* [WORK INSTRUCTIONS]
Transcribe the part of the FunFit project summary that opens with the words containing "The first results" and closes with "Durance River valley.".

* [PROVIDED PASSAGE]

--*--

The first results of FunFit project are:

  • A theoretical model of optimal infection dynamics for a biotrophic fungus was developed and allows predicting mycelium growth and spore production. This theoretical model fully fits empirical data for the dynamics of in planta mycelium growth and sporulation of the poplar rust fungus.
  • We have demonstrated an adaptation to temperature in the Chestnut blight fungus during its migration to northern France.
  • We have identified a phenomenon of natural selection on the volume of spores of M. larici- populina during an annual dispersal event of the fungus on wild poplars along the Durance River valley.
  • We validated a theoretical model of coexistence of species based on trade-offs in a seasonal environment with empirical observations of the temporal dynamics for the two oak powdery mildew fungi, Erysiphe alphitoides and E. quercicola.

Outstanding feature (or focus) and future


Our ambition with the FunFit project is to provide significant contributions in fungal ecology and plant pathology, through developments of concepts, methodology and data. The main expected scientific outputs are the following:

  • Different models of plant-pathogen interaction: a model of local interaction enabling the assessment of lifetime infection success (i.e. links between traits and fitness) and helping to define what traits should be measured by plant pathologists; an extension of this model into an epidemiological model
  • A better understanding of niche differentiation between cryptic species, with a generic model and applications to the oak powdery mildew complex, representative of a major group of plant pathogens
  • Insights into evolutionary processes for a few major forest pathogens: Melampsora larici-populina, Cryphonectria parasitica, and Erysiphe alphitoides, representing contrasted disease types, parasitic strategies and life-cycles
  • New technical tools: in planta quantification of mycelium by real-time qPCR technique.

--*--

* [STORED DATA]

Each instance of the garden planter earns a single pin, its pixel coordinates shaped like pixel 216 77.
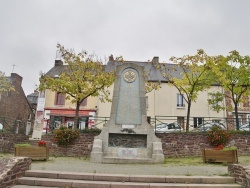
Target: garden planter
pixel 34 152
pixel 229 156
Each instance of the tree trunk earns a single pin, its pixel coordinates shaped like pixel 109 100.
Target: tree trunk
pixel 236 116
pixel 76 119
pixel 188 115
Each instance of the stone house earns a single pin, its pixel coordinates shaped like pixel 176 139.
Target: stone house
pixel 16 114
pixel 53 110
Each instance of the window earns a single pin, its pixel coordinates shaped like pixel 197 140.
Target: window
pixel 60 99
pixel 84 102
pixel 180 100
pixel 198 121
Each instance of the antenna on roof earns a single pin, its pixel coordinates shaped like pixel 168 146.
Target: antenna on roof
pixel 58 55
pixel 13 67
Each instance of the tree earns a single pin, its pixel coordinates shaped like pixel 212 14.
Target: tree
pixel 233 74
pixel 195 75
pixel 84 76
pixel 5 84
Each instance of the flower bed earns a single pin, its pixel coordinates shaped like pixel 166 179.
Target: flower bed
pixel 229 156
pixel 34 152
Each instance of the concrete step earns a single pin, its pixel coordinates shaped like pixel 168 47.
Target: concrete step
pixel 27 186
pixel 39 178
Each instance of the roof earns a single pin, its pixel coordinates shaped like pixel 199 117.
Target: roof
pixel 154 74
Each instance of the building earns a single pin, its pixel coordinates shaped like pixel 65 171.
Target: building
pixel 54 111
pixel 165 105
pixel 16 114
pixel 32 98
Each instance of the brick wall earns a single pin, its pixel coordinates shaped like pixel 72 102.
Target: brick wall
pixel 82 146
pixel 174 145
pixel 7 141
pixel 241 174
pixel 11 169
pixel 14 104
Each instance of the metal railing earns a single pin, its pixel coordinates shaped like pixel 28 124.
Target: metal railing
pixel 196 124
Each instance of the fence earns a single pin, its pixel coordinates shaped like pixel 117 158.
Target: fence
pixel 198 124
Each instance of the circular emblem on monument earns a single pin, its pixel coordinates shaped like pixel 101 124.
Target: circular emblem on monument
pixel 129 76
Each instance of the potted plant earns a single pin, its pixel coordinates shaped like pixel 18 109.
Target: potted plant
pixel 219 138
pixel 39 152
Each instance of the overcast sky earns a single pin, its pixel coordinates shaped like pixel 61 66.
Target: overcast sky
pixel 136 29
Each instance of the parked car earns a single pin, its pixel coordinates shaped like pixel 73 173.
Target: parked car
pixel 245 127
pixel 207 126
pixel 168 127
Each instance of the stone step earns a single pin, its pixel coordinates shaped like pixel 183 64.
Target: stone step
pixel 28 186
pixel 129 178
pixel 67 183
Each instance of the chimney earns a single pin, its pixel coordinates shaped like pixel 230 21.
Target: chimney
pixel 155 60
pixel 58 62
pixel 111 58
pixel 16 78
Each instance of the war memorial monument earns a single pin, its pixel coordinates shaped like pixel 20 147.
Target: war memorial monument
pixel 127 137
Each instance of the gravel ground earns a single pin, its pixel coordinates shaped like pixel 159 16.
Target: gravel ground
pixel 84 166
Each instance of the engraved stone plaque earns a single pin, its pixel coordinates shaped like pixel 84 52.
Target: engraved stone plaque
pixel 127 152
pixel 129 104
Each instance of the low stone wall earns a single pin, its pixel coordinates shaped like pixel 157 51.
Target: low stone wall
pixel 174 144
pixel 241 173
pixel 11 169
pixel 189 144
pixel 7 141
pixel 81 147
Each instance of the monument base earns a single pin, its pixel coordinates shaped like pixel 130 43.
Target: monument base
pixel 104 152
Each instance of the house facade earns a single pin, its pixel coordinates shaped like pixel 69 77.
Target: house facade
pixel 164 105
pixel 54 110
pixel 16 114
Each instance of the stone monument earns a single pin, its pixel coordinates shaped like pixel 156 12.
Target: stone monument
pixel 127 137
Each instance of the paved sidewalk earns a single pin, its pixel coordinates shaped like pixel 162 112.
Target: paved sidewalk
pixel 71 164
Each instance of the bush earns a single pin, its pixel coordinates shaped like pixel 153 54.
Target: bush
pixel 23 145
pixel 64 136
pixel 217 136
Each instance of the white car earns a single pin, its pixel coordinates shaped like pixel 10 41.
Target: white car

--*--

* [EXERCISE ANSWER]
The first results of FunFit project are:

  • A theoretical model of optimal infection dynamics for a biotrophic fungus was developed and allows predicting mycelium growth and spore production. This theoretical model fully fits empirical data for the dynamics of in planta mycelium growth and sporulation of the poplar rust fungus.
  • We have demonstrated an adaptation to temperature in the Chestnut blight fungus during its migration to northern France.
  • We have identified a phenomenon of natural selection on the volume of spores of M. larici- populina during an annual dispersal event of the fungus on wild poplars along the Durance River valley.